Data lines:
-- begin --

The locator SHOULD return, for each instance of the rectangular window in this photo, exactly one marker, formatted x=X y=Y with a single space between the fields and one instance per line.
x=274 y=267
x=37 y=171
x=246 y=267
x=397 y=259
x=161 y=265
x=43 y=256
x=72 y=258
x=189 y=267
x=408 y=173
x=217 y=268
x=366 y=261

-- end --
-- begin --

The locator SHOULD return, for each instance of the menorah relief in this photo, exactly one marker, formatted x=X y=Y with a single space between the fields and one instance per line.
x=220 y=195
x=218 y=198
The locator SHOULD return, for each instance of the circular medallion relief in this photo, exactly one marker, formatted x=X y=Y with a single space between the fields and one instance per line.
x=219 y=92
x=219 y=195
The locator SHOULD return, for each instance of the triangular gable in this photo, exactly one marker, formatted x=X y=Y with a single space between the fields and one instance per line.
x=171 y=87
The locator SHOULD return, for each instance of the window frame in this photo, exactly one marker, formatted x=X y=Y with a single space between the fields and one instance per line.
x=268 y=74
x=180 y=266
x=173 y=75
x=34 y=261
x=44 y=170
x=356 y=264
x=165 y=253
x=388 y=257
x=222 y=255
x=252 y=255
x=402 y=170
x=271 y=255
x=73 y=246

-- end --
-- begin --

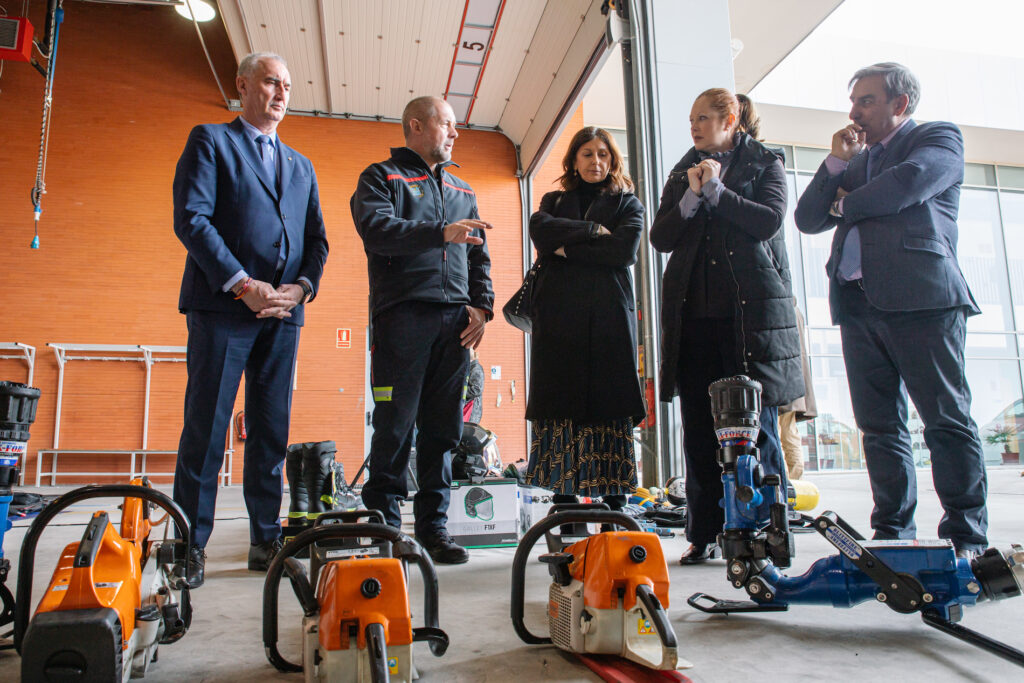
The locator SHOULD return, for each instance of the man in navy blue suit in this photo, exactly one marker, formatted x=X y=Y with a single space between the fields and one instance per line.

-- end --

Request: Copy the records above word for word, from the line that contains "The locator SHOULD return, for each instance of the menorah" through the line that contains "x=218 y=198", including both of those lines.

The completed task:
The locator SHOULD return, for each instance of the menorah relief in this photo, exactly one marker, formatted x=X y=Y with a single space between the fields and one instance per line.
x=220 y=195
x=218 y=198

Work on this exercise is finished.